## 任务简述 A
在下面这篇关于复制复杂链表的文档节选中,如果输出结果返回了参数中的节点引用,判题程序会怎样处理?

## 文档节选
题目描述 输入一个复杂链表(每个节点中有节点值,以及两个指针,一个指向下一个节点,另一个特殊指针指向任意一个节点),返回结果为复制后复杂链表的head。(注意,输出结果中请不要返回参数中的节点引用,否则判题程序会直接返回空)
C++ AC代码
struct RandomListNode {
int label;
struct RandomListNode *next, *random;
RandomListNode(int x) :
label(x), next(NULL), random(NULL) {
}
};
class Solution {
public:
RandomListNode* Clone(RandomListNode* pHead){
if(pHead == NULL){
return NULL;
}
RandomListNode* front = pHead;
RandomListNode* Head = new RandomListNode(-1);
RandomListNode* tmp = Head;
while(front){
RandomListNode* node = new RandomListNode(front->label);
tmp->next = node;
front = front->next;
tmp = tmp->next;
}
front = pHead;
tmp = Head->next;
while(front){
if(front->random){
tmp->random = this->Find(Head,front->random->label);
}
tmp = tmp->next;
front = front->next;
}
return Head->next;
}
RandomListNode* Find(RandomListNode* pHead, int k){
RandomListNode* front = pHead;
while(front){
if(front->label == k){
break;
}
front = front->next;
}
return front;
}
};

## 任务简述 B
把下方各条目中的“dirt path”换成“gravel road”,其余内容保持不变,重新写出这些条目。

## 给定条目
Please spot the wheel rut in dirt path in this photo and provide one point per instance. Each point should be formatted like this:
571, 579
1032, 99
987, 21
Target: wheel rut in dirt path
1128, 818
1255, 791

## 完整解答 A
判题程序会直接返回空。

## 完整解答 B
Please spot the wheel rut in gravel road in this photo and provide one point per instance. Each point should be formatted like this:
571, 579
1032, 99
987, 21
Target: wheel rut in gravel road
1128, 818
1255, 791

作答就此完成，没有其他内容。